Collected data
--------

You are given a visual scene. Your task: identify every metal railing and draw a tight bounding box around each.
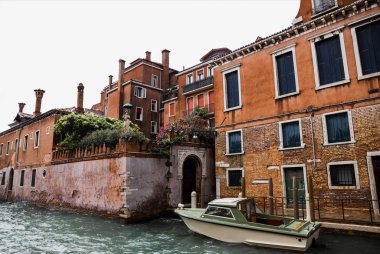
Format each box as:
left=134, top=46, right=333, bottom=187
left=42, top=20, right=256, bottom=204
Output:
left=252, top=196, right=307, bottom=220
left=312, top=0, right=337, bottom=15
left=182, top=76, right=214, bottom=94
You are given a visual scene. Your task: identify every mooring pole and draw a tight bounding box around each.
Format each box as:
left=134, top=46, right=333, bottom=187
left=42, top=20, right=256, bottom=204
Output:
left=269, top=178, right=274, bottom=215
left=191, top=191, right=197, bottom=209
left=292, top=176, right=299, bottom=220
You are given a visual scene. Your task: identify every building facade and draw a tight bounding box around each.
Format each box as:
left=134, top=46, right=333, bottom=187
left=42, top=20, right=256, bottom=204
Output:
left=212, top=0, right=380, bottom=217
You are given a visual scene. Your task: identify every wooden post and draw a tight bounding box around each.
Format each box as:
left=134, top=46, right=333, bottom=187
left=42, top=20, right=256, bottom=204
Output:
left=308, top=175, right=315, bottom=222
left=293, top=176, right=299, bottom=220
left=269, top=178, right=274, bottom=215
left=241, top=176, right=246, bottom=198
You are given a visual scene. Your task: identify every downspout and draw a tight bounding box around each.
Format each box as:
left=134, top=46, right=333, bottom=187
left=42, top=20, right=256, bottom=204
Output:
left=307, top=107, right=316, bottom=221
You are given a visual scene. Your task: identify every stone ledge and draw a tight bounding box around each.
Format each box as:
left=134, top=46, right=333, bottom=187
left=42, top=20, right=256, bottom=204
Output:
left=321, top=222, right=380, bottom=234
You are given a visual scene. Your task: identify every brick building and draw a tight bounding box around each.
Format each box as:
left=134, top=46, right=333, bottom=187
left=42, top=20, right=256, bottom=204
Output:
left=92, top=50, right=178, bottom=138
left=211, top=0, right=380, bottom=218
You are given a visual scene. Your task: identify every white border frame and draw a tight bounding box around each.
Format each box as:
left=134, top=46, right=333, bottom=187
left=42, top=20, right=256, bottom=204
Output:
left=135, top=107, right=143, bottom=121
left=272, top=45, right=300, bottom=99
left=226, top=167, right=244, bottom=187
left=278, top=118, right=305, bottom=150
left=34, top=130, right=40, bottom=148
left=366, top=151, right=380, bottom=215
left=326, top=161, right=360, bottom=189
left=169, top=102, right=175, bottom=117
left=310, top=31, right=350, bottom=90
left=351, top=18, right=380, bottom=81
left=226, top=129, right=244, bottom=155
left=151, top=99, right=158, bottom=112
left=322, top=109, right=355, bottom=146
left=134, top=86, right=146, bottom=98
left=150, top=121, right=158, bottom=134
left=223, top=66, right=242, bottom=112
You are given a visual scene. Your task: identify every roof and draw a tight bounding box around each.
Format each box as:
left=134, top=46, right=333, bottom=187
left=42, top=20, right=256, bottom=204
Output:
left=200, top=48, right=232, bottom=62
left=59, top=107, right=104, bottom=117
left=208, top=198, right=247, bottom=208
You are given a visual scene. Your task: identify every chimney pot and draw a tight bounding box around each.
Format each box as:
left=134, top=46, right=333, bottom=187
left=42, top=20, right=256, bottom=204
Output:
left=33, top=89, right=45, bottom=116
left=145, top=51, right=151, bottom=61
left=108, top=75, right=113, bottom=86
left=18, top=103, right=26, bottom=113
left=76, top=83, right=84, bottom=114
left=162, top=49, right=170, bottom=90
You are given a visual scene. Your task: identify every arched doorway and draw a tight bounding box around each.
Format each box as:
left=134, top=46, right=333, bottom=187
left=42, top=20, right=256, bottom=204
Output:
left=8, top=168, right=14, bottom=191
left=182, top=156, right=201, bottom=204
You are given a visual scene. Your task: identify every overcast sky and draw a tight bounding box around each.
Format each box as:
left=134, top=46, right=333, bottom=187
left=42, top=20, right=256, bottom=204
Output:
left=0, top=0, right=300, bottom=132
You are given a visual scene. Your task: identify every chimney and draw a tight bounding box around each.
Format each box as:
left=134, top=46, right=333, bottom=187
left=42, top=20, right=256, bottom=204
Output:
left=162, top=49, right=170, bottom=90
left=18, top=103, right=26, bottom=113
left=33, top=89, right=45, bottom=116
left=108, top=75, right=113, bottom=86
left=145, top=51, right=151, bottom=61
left=118, top=59, right=126, bottom=119
left=76, top=83, right=84, bottom=114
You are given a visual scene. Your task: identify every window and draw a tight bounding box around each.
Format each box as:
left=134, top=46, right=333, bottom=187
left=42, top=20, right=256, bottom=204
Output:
left=227, top=168, right=244, bottom=187
left=186, top=96, right=194, bottom=114
left=46, top=126, right=50, bottom=135
left=151, top=75, right=158, bottom=87
left=322, top=111, right=354, bottom=145
left=311, top=32, right=349, bottom=89
left=23, top=135, right=29, bottom=151
left=226, top=130, right=243, bottom=155
left=186, top=74, right=193, bottom=84
left=34, top=130, right=40, bottom=148
left=0, top=143, right=3, bottom=157
left=151, top=100, right=158, bottom=112
left=31, top=169, right=36, bottom=187
left=1, top=172, right=5, bottom=185
left=327, top=161, right=359, bottom=189
left=197, top=94, right=204, bottom=108
left=208, top=66, right=214, bottom=77
left=209, top=118, right=215, bottom=129
left=151, top=121, right=158, bottom=134
left=223, top=67, right=241, bottom=110
left=208, top=90, right=214, bottom=112
left=197, top=69, right=204, bottom=81
left=135, top=107, right=143, bottom=121
left=30, top=132, right=33, bottom=140
left=134, top=86, right=146, bottom=98
left=204, top=206, right=234, bottom=219
left=312, top=0, right=337, bottom=15
left=6, top=142, right=10, bottom=155
left=279, top=119, right=304, bottom=149
left=15, top=139, right=19, bottom=153
left=20, top=170, right=25, bottom=187
left=272, top=46, right=299, bottom=98
left=169, top=102, right=175, bottom=117
left=352, top=19, right=380, bottom=79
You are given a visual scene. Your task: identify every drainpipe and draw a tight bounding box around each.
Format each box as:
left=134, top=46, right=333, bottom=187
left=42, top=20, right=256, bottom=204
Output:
left=306, top=106, right=316, bottom=221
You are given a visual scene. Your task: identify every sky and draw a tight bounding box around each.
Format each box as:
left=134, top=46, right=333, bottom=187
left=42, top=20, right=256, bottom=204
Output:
left=0, top=0, right=300, bottom=132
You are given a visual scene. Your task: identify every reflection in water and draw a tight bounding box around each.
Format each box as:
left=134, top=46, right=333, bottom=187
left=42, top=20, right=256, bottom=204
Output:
left=0, top=202, right=379, bottom=254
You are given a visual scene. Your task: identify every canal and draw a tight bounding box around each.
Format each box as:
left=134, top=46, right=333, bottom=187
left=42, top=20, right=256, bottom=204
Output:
left=0, top=202, right=379, bottom=253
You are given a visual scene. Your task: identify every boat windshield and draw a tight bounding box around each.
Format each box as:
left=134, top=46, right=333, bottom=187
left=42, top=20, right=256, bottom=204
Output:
left=204, top=206, right=234, bottom=219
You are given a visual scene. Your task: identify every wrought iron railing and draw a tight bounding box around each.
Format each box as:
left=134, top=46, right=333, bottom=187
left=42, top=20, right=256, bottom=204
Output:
left=182, top=76, right=214, bottom=94
left=312, top=0, right=337, bottom=15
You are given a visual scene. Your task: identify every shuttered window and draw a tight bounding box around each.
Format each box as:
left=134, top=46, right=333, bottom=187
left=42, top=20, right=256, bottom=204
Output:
left=169, top=103, right=175, bottom=116
left=225, top=70, right=240, bottom=109
left=330, top=164, right=356, bottom=186
left=281, top=121, right=301, bottom=148
left=276, top=51, right=297, bottom=96
left=197, top=94, right=204, bottom=108
left=315, top=35, right=345, bottom=86
left=356, top=20, right=380, bottom=76
left=187, top=97, right=194, bottom=114
left=325, top=112, right=351, bottom=143
left=227, top=131, right=242, bottom=154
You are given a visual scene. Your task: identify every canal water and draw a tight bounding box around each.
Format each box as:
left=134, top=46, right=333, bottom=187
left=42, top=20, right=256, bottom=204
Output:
left=0, top=202, right=379, bottom=254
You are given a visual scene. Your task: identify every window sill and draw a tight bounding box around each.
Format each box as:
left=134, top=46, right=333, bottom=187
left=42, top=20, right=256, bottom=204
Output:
left=226, top=152, right=244, bottom=156
left=275, top=91, right=300, bottom=100
left=323, top=140, right=355, bottom=146
left=328, top=186, right=360, bottom=190
left=279, top=144, right=305, bottom=151
left=224, top=105, right=242, bottom=112
left=358, top=72, right=380, bottom=81
left=316, top=79, right=350, bottom=91
left=227, top=186, right=242, bottom=189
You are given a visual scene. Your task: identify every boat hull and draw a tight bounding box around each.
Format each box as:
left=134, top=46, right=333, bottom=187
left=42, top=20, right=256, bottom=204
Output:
left=179, top=214, right=319, bottom=252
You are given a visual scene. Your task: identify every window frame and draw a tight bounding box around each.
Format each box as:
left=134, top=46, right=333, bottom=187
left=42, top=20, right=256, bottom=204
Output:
left=31, top=169, right=36, bottom=188
left=272, top=45, right=300, bottom=99
left=151, top=121, right=158, bottom=134
left=223, top=66, right=242, bottom=112
left=46, top=126, right=50, bottom=135
left=327, top=161, right=360, bottom=189
left=151, top=99, right=158, bottom=112
left=135, top=107, right=143, bottom=121
left=134, top=86, right=146, bottom=98
left=186, top=73, right=194, bottom=84
left=278, top=118, right=305, bottom=150
left=0, top=143, right=3, bottom=157
left=23, top=135, right=29, bottom=151
left=34, top=130, right=40, bottom=148
left=322, top=110, right=355, bottom=146
left=6, top=141, right=10, bottom=155
left=169, top=102, right=175, bottom=117
left=20, top=170, right=25, bottom=187
left=311, top=0, right=338, bottom=16
left=196, top=69, right=204, bottom=81
left=226, top=168, right=244, bottom=187
left=197, top=93, right=205, bottom=108
left=203, top=206, right=236, bottom=220
left=207, top=66, right=214, bottom=77
left=310, top=30, right=350, bottom=90
left=15, top=138, right=19, bottom=153
left=151, top=74, right=158, bottom=87
left=351, top=17, right=380, bottom=80
left=226, top=129, right=244, bottom=155
left=186, top=96, right=194, bottom=114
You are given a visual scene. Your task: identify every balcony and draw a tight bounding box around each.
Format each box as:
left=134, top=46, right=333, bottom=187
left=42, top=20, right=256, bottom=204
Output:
left=185, top=103, right=215, bottom=116
left=312, top=0, right=337, bottom=15
left=182, top=76, right=214, bottom=94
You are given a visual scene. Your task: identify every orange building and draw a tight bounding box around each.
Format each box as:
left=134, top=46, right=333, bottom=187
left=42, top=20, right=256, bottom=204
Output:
left=212, top=0, right=380, bottom=219
left=92, top=50, right=178, bottom=138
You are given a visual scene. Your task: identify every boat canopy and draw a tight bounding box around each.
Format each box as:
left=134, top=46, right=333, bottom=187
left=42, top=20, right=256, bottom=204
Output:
left=208, top=198, right=248, bottom=208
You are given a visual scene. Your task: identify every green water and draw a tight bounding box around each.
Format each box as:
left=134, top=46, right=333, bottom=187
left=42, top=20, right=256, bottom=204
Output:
left=0, top=202, right=379, bottom=253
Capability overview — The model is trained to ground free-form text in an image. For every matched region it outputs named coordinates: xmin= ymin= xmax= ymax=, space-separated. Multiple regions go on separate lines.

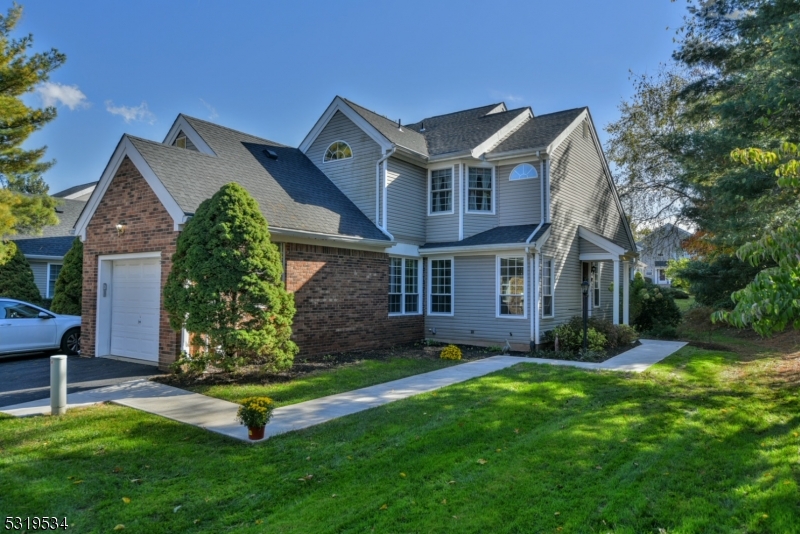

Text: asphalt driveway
xmin=0 ymin=355 xmax=163 ymax=407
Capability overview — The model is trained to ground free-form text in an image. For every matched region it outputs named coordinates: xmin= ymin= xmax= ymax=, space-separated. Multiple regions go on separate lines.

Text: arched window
xmin=324 ymin=141 xmax=353 ymax=162
xmin=509 ymin=163 xmax=538 ymax=181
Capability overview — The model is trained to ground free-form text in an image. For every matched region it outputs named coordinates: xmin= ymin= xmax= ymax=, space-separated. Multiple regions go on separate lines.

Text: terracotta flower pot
xmin=248 ymin=426 xmax=265 ymax=440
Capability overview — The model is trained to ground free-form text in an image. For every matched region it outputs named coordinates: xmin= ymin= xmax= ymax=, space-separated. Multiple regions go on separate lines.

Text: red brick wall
xmin=285 ymin=243 xmax=423 ymax=354
xmin=81 ymin=156 xmax=181 ymax=369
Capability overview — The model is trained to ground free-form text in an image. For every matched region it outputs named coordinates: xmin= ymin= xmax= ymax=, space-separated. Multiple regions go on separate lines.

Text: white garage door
xmin=110 ymin=258 xmax=161 ymax=362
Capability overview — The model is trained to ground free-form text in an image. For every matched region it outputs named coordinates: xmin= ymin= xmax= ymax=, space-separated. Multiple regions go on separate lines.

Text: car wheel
xmin=61 ymin=327 xmax=81 ymax=356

--------

• What the task asks:
Every line that holds the word "canal" should be copied from the records above.

• Output for this exercise:
You are given a visual scene. Your task: identify every canal and draw a tight bounding box around each.
You are given a visual scene. Your task: identify every canal water and draw a tight bounding box around each.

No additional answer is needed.